— Actions to take —
a – According to the court opinion, for how long was the appellant disqualified from the food stamp program?
b – From the court opinion, quote the passage between "507 F2d 33 Saunders" and "LIVELY, Circuit Judge.", inclusive.

— Text shown —

507 F2d 33 Saunders v. United States
507 F.2d 33
H. T. SAUNDERS, d/b/a Saunders Dispensary, Plaintiff-Appellant,
UNITED STATES of America, Defendant-Appellee.
United States Court of Appeals, Sixth Circuit.
Dec. 6, 1974.
Martin F. Sullivan, Jr., Louisville, Ky., for plaintiff-appellant.
George J. Long, U.S. Atty., Louisville, Ky., James H. Barr, Richard A. Dennis, Asst. Dist. Atty., Louisville, Ky., for defendant-appellee.
Before LIVELY and ENGEL, Circuit Judges, and O'SULLIVAN, Senior Circuit judge.
LIVELY, Circuit Judge.
The district court granted summary judgment in favor of the United States in this action to review a final administrative determination of the Department of Agriculture under the Food Stamp Act of 1964, 7 U.S.C. 2011-2026. The appellant, a Louisville, Kentucky merchant, was disqualified from further participation in the food stamp program for a period of one year on an administrative finding that his store had violated provisions of the Act. 7 U.S.C. 2020. The alleged violations consisted of accepting food stamps in payment for articles other than 'food' as defined in 7 U.S.C. 2012(b) and regulations issued in connection with the program.

— Extracted records —
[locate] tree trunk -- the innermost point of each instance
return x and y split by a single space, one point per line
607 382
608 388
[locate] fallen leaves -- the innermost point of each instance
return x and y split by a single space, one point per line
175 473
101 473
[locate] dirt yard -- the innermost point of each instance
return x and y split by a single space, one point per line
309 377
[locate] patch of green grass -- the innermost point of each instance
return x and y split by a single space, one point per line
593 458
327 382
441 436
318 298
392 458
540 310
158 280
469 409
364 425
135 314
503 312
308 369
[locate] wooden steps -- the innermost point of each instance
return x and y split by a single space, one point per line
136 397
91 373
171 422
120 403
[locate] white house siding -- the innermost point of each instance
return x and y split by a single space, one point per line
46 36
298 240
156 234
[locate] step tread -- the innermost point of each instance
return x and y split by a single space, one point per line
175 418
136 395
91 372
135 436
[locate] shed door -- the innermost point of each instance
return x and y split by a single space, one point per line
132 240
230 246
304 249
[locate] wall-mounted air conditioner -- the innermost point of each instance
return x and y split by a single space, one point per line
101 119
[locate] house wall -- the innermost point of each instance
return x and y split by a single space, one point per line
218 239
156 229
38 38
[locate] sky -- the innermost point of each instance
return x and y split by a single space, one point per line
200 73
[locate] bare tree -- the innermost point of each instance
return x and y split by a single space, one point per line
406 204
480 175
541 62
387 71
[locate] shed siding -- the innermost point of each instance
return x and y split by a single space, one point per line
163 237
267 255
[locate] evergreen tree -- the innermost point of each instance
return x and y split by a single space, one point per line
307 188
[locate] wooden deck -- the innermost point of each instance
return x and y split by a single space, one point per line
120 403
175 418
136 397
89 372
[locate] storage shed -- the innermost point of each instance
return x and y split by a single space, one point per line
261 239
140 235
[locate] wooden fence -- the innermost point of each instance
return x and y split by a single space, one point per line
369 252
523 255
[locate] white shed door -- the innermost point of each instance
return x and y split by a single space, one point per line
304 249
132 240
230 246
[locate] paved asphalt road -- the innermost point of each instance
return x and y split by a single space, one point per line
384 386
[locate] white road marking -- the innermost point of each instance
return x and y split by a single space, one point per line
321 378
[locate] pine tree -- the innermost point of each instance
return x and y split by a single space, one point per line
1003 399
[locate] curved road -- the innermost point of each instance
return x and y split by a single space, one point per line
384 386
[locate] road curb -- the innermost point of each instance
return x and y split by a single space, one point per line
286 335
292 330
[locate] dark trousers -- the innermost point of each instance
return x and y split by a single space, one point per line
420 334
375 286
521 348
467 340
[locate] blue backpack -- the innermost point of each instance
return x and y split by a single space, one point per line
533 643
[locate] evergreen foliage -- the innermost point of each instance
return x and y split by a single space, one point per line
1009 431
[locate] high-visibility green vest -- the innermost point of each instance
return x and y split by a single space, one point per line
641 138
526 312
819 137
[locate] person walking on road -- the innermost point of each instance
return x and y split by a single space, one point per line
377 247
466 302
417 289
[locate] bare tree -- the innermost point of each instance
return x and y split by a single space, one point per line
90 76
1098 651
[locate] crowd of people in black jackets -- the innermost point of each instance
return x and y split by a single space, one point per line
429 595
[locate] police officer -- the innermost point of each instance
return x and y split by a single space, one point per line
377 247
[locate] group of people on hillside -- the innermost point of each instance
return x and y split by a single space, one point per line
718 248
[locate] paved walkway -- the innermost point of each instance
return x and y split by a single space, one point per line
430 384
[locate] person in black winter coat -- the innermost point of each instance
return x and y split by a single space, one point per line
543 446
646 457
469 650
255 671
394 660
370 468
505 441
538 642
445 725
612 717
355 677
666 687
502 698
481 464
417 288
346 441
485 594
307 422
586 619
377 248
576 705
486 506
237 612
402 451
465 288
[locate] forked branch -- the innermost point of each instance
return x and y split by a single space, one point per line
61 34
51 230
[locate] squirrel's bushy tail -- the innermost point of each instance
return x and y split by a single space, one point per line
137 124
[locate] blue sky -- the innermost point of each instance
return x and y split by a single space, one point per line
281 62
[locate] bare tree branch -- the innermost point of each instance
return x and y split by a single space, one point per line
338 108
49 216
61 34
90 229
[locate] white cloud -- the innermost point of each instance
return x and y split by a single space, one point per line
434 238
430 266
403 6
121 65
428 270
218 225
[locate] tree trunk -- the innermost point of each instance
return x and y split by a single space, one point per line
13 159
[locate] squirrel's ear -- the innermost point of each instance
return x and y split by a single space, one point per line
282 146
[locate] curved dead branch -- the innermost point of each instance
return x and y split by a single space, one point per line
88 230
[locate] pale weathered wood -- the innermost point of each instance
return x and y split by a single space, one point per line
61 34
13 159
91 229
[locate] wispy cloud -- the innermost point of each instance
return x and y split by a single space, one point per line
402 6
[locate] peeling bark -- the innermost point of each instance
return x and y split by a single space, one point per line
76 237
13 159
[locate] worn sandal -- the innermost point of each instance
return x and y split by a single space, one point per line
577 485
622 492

--

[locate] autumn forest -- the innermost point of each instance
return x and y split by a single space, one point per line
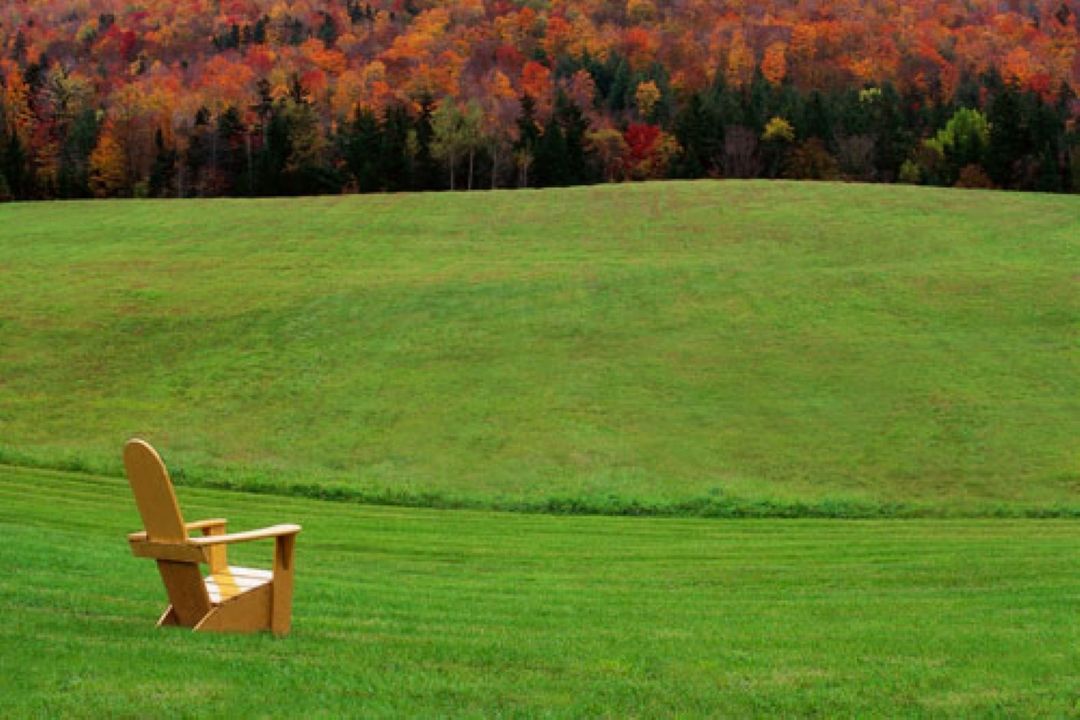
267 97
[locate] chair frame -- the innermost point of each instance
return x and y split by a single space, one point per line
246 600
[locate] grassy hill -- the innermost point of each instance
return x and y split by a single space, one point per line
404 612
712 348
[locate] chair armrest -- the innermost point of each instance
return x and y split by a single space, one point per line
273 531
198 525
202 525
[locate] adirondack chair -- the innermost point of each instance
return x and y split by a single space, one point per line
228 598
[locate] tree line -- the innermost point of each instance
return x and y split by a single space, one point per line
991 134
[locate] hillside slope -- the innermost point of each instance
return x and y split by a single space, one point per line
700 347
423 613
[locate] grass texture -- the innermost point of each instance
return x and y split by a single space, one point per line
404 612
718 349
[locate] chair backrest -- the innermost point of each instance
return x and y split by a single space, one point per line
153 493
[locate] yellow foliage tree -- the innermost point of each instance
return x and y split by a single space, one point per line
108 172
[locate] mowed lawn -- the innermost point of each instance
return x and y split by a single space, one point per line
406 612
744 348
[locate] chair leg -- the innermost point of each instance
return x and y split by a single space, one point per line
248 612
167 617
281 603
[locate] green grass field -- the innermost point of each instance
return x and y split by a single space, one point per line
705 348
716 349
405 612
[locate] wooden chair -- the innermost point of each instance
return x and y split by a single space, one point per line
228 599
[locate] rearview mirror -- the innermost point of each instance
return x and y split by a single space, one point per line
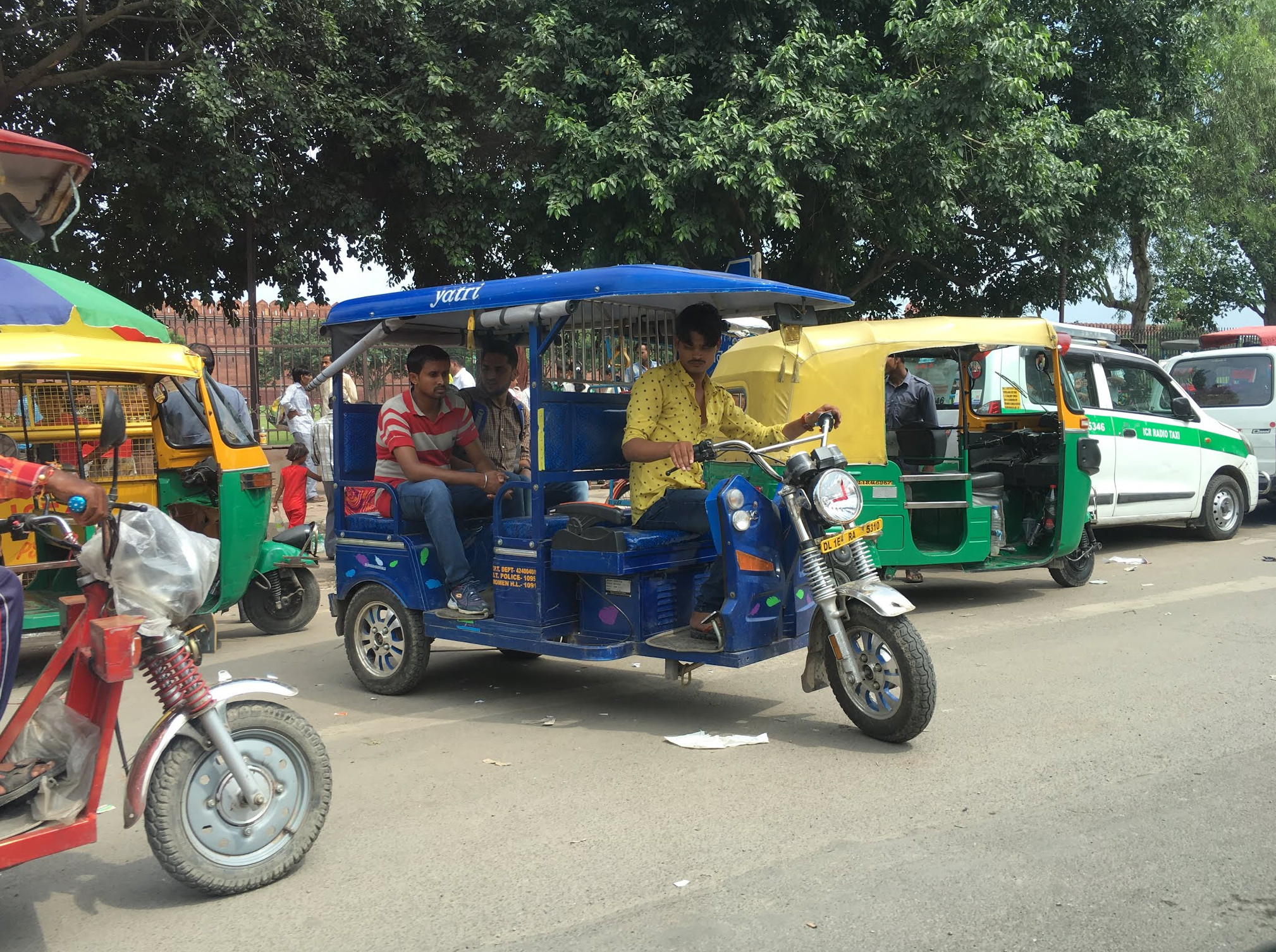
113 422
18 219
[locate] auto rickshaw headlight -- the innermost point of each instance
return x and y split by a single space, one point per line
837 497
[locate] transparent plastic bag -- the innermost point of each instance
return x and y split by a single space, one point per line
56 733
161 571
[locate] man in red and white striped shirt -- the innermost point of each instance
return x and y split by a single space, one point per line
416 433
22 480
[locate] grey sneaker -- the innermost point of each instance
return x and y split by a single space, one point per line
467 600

— Written responses —
a – One year.

b –
507 F2d 33 Saunders v. United States
507 F.2d 33
H. T. SAUNDERS, d/b/a Saunders Dispensary, Plaintiff-Appellant,
UNITED STATES of America, Defendant-Appellee.
United States Court of Appeals, Sixth Circuit.
Dec. 6, 1974.
Martin F. Sullivan, Jr., Louisville, Ky., for plaintiff-appellant.
George J. Long, U.S. Atty., Louisville, Ky., James H. Barr, Richard A. Dennis, Asst. Dist. Atty., Louisville, Ky., for defendant-appellee.
Before LIVELY and ENGEL, Circuit Judges, and O'SULLIVAN, Senior Circuit judge.
LIVELY, Circuit Judge.